**Фрагмент**
# Не переключаются регистры на басах



## angerov (5 Окт 2016)

Баян “Paolo Soprani Super Paolo”
Проблема:
регистры в левой руке почти не нажимаются (Баян куплен онлайн. Возможно, вследствие пересылки?)
Помимо этой проблемы _никаких_ других нареканий на качество инструмента нет.
Подскажите, что может быть причиной неполадки и как с ней побороться.
Спасибо!


----------



## Kuzalogly (5 Окт 2016)

Там у хороших итальянцев зазоры- пара соток мм. Может, транспортировка была в плёнке? Нарушение режима влажности?
Тогда просто подержать инструмент в сухом тёплом помещении))...
Если не поможет- к мастерам...


----------



## angerov (5 Окт 2016)

Kuzalogly/ писал:


> Там у хороших итальянцев зазоры- пара соток мм. Может, транспортировка была в плёнке? Нарушение режима влажности?
> Тогда просто подержать инструмент в сухом тёплом помещении))...
> Если не поможет- к мастерам...


Извините, не понял, что значит:
"транспортировка в плёнке"?


----------



## glory (6 Окт 2016)

Причин может быть масса. Начиная от сбившейся регулировки и заканчивая, как, скажем часто бывает на Вельтмейстерах, рассыпавшимися плстмассовыми втулками... А мы не знаем даже того какой свежести инструмент - именно это имел в виду Kuzalоgly - транспортировка нового...
СМОТРЕТЬ НАДА...


----------



## Kuzalogly (6 Окт 2016)

glory писал:


> А мы не знаем даже того какой свежести инструмент К


Кроме этого, я имел ввиду и иное.

**Листинг**
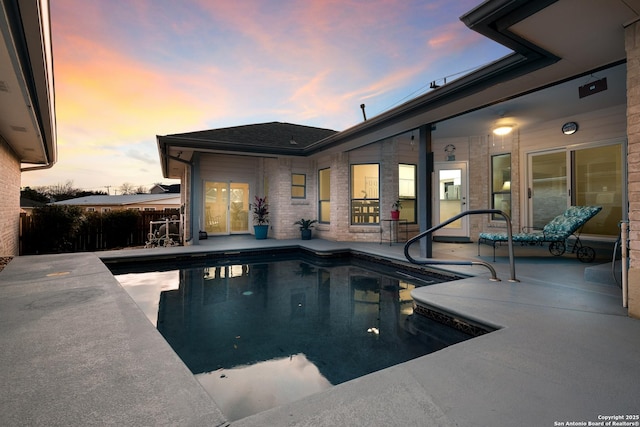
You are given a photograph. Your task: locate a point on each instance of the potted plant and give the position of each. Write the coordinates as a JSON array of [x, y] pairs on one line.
[[305, 227], [395, 209], [260, 217]]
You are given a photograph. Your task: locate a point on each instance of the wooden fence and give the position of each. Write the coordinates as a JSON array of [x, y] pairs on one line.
[[92, 236]]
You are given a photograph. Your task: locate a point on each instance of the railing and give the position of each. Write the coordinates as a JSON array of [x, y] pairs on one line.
[[494, 276]]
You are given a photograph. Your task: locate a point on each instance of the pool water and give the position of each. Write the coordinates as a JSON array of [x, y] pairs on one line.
[[259, 335]]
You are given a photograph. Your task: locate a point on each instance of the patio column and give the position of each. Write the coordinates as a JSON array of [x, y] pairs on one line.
[[632, 44]]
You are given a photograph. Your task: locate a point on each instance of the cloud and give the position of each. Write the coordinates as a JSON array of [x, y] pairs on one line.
[[127, 71]]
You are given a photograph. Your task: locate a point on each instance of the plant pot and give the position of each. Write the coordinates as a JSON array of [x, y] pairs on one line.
[[261, 231]]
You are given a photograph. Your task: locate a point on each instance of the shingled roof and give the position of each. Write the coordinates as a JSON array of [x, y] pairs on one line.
[[274, 135]]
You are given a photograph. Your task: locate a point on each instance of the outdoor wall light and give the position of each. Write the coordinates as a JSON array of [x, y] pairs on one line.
[[503, 130]]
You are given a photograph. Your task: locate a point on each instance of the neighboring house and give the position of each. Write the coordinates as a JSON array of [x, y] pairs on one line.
[[163, 188], [27, 117], [27, 205], [568, 98], [139, 202]]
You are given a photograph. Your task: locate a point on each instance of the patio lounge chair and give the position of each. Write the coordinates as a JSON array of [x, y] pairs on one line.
[[556, 233]]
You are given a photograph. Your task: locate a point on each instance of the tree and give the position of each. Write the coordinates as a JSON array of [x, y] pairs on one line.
[[35, 195]]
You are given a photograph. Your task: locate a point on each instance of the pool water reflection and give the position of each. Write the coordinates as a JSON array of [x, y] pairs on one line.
[[260, 335]]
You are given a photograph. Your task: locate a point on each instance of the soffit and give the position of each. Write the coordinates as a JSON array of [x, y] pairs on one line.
[[26, 102]]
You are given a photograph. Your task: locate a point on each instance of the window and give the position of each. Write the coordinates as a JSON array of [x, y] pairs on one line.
[[501, 184], [324, 195], [298, 186], [365, 199], [407, 190], [597, 180]]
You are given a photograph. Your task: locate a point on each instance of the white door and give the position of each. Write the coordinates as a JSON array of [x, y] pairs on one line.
[[451, 195]]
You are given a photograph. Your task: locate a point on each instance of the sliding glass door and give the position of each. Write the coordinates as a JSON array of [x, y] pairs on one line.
[[589, 176], [548, 192], [226, 207]]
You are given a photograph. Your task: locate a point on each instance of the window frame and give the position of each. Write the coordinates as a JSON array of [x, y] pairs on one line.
[[373, 204], [321, 201], [499, 191], [303, 186]]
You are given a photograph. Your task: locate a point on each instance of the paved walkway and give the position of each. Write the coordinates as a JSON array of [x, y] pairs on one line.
[[75, 350]]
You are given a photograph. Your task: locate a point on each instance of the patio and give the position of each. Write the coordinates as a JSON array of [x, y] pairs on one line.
[[76, 350]]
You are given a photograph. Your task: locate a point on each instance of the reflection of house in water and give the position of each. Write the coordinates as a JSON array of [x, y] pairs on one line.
[[227, 316]]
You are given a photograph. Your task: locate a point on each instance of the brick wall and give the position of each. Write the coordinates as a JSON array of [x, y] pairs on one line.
[[632, 42], [9, 200]]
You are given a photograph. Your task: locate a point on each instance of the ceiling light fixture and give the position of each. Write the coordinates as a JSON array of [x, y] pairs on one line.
[[503, 130]]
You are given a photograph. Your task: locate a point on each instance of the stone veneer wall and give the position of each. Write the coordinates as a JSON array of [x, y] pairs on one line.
[[632, 42], [10, 200]]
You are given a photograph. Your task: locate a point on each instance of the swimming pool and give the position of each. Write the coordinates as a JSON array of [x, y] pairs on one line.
[[258, 334]]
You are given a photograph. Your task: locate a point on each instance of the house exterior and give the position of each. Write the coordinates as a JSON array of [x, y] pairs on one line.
[[568, 98], [27, 117], [164, 188], [138, 202]]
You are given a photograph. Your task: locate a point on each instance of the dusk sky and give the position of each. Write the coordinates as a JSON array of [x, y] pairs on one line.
[[126, 71]]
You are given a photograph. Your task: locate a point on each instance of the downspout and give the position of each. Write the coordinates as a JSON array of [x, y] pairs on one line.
[[624, 236], [196, 195], [191, 164]]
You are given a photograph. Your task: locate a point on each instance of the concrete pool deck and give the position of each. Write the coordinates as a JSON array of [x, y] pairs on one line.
[[75, 350]]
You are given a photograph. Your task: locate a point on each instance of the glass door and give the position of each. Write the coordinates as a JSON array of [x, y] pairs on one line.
[[547, 191], [451, 191], [239, 207], [226, 207]]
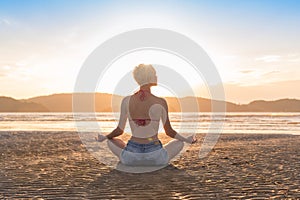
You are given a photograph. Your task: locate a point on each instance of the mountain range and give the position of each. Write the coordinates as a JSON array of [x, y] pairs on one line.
[[107, 103]]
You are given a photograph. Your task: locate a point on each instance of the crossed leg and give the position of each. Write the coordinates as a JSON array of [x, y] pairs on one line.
[[173, 148]]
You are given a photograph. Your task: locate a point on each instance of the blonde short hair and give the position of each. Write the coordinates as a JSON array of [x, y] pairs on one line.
[[144, 74]]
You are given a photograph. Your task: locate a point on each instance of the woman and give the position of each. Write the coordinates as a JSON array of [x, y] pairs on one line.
[[144, 112]]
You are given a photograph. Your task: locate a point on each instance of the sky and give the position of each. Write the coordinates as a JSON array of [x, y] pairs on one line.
[[254, 45]]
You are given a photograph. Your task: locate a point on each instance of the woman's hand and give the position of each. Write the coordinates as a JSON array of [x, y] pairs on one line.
[[100, 138], [191, 139]]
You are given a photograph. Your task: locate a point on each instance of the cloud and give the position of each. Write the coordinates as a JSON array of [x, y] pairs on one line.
[[246, 71], [270, 73], [4, 21]]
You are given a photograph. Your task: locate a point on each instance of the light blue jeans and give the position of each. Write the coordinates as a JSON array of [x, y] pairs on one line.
[[138, 154]]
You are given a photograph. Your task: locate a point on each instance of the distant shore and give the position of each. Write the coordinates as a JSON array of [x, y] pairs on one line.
[[56, 165], [102, 102]]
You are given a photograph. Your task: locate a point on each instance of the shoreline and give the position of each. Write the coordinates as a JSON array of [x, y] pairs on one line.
[[57, 165]]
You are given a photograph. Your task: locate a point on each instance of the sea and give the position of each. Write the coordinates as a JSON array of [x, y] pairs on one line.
[[223, 123]]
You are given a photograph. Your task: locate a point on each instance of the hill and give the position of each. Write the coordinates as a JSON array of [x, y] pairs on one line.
[[111, 103], [8, 104]]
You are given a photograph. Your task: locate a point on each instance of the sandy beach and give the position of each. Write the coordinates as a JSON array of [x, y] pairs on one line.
[[55, 165]]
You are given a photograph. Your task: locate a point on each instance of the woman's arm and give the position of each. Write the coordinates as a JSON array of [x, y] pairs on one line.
[[169, 130]]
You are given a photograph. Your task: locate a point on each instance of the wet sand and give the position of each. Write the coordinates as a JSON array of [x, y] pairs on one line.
[[55, 165]]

**Указания**
- a) Ответьте на вопросы по обсуждению регистров баяна:
(i) Какой баян приобрёл автор темы?
(ii) Какие зазоры, по словам Kuzalogly, бывают у хороших итальянцев?
(iii) В каком помещении Kuzalogly предложил подержать инструмент?
- b) Подхватите обсуждение регистров баяна и продолжите его начиная с реплики, следующей за последней фразой.

**Ответы по заданиям**
- a)
(i) Баян «Paolo Soprani Super Paolo».
(ii) Пара соток миллиметра.
(iii) В сухом тёплом помещении.

- b)
Каюсь, один  раз, в очень жаркий июль, я отправил товарищу баян. Замотал его  в стретч-плёнку, упаковал, и отправил. В багажном отделении уж не знаю какая была адская жара и адская влажность... Только когда товарищ распаковал баян, там даже толкатели заедали в гребёнке, не говоря уж про регистровую машинку. Короче, там всё отпотело под плёнкой, как в теплице. 

С тех пор я при отправке летом дырявлю плёнку. Для вентиляции)).


----------



## angerov (6 Окт 2016)

Kuzalogly писал:


> не говоря уж про регистровую машинку


А как добраться до [левой] регистровой машинки?
Есть какие-то иллюстрации под рукой?


----------



## ze_go (6 Окт 2016)

angerov (06.10.2016, 20:09) писал:


> Есть какие-то иллюстрации под рукой?


а у Вас?))


----------



## angerov (14 Окт 2016)

ze_go писал:


> angerov (06.10.2016, 20:09) писал:Есть какие-то иллюстрации под рукой?а у Вас?))


----------



## angerov (14 Окт 2016)

Да-а-а...
Вот такая "проблемка" оказалась  И вовсе не с переключением регистров...
Как уважаемые форумчане оценивают сложность процедуры по возвращению выпавших частей на место?
Насколько реально сделать это самому (при условии, что ремонтом инструментов никогда в жизни не занимался)?


----------



## gerborisov (14 Окт 2016)

angerov/ писал:


> Да-а-а...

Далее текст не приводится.